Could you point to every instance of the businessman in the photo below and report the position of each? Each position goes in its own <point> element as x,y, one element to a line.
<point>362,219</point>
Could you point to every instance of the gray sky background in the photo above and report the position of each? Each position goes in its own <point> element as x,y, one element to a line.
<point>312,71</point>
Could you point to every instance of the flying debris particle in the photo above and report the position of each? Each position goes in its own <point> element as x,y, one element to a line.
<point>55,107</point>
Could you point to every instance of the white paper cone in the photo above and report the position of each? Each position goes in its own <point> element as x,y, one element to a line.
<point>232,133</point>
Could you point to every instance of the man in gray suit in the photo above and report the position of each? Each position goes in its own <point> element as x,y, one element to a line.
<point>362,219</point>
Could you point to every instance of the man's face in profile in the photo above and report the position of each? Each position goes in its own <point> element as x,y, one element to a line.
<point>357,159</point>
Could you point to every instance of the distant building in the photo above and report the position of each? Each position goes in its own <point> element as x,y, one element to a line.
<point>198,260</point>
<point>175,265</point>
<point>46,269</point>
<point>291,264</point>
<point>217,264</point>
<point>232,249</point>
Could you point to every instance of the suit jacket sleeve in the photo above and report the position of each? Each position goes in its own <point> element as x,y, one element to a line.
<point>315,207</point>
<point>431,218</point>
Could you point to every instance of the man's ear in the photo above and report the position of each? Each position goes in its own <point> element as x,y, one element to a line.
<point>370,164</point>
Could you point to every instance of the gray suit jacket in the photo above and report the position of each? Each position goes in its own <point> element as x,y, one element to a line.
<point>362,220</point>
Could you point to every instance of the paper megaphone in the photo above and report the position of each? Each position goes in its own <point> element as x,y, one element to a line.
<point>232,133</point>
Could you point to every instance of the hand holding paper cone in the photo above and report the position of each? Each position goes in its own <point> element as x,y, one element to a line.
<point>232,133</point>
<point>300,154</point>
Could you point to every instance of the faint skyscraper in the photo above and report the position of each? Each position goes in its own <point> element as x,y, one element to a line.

■ **What the exercise asks**:
Extract every record and return it verbatim.

■ **Answer for the task**:
Could you point to every instance of the businessman in the photo below and report the position of each? Each position goes in its own <point> element as x,y, one element to a line.
<point>362,219</point>
Could you point to every instance of the gray sky background in the photo above and report the position of each? Each position goes in its own <point> element as x,y, one element to a line.
<point>312,71</point>
Could you point to every instance of the flying debris particle in the photo above and report the position of each? Each position goes in its own <point> element as x,y, one element to a line.
<point>55,107</point>
Could you point to every instance of the white paper cone in the photo above and report the position of each? Each position goes in its own <point> element as x,y, one element to a line.
<point>232,133</point>
Could you point to every instance of the man in gray suit in the photo above and report the position of each? Each position goes in its own <point> element as x,y, one element to a line.
<point>362,219</point>
Could you point to every instance of the man's face in profile in the photo above and report the position of each? Each position goes in its own <point> element as x,y, one element to a line.
<point>357,159</point>
Could you point to every instance of the distant building in the photo above and report the position of each? Each position goes in its own <point> element as x,y, one element to a line.
<point>198,260</point>
<point>175,265</point>
<point>46,269</point>
<point>291,264</point>
<point>217,264</point>
<point>232,249</point>
Could you point to every instance of the suit jacket sleeve in the photo above and report the position of each? Each position goes in its own <point> element as x,y, one element to a line.
<point>315,207</point>
<point>431,218</point>
Could you point to every instance of the man's ear in the photo above and report the position of each? Each position goes in its own <point> element as x,y, one element to a line.
<point>370,164</point>
Could you point to every instance of the gray suit jacket in the photo above and report the position of each? Each position goes in its own <point> element as x,y, one element to a line.
<point>362,220</point>
Could you point to every instance of the paper megaphone in the photo above and report the position of each? Each position goes in its own <point> element as x,y, one element to a line.
<point>232,133</point>
Could you point to every instance of the hand holding paper cone in the photo above and report the position of each? Each position goes in its own <point> element as x,y, one element to a line.
<point>232,133</point>
<point>300,154</point>
Could you point to every instance of the faint skyscraper in the photo above and report the position of each? Each position goes in its own <point> element as x,y, one element to a line.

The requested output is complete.